:: Records to process

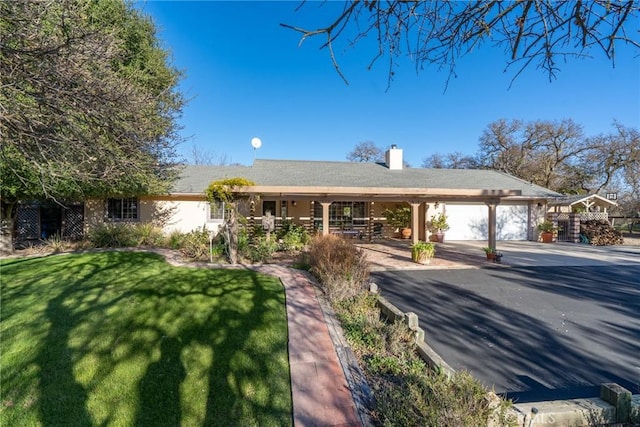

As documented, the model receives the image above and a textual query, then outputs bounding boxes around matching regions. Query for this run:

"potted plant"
[538,220,558,243]
[382,205,411,239]
[411,240,436,264]
[427,213,449,243]
[482,246,496,261]
[482,246,502,263]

::::

• **Work to be completed**:
Please reproduce every one of the records above word for word, omitting the pictures.

• **Written response**:
As documented, the model receives the image above and a textual query, then outputs bounding boxes around matching regions. Query for this run:

"potted plant"
[538,220,558,243]
[382,205,411,239]
[411,240,436,264]
[427,213,449,243]
[482,246,496,261]
[482,246,502,263]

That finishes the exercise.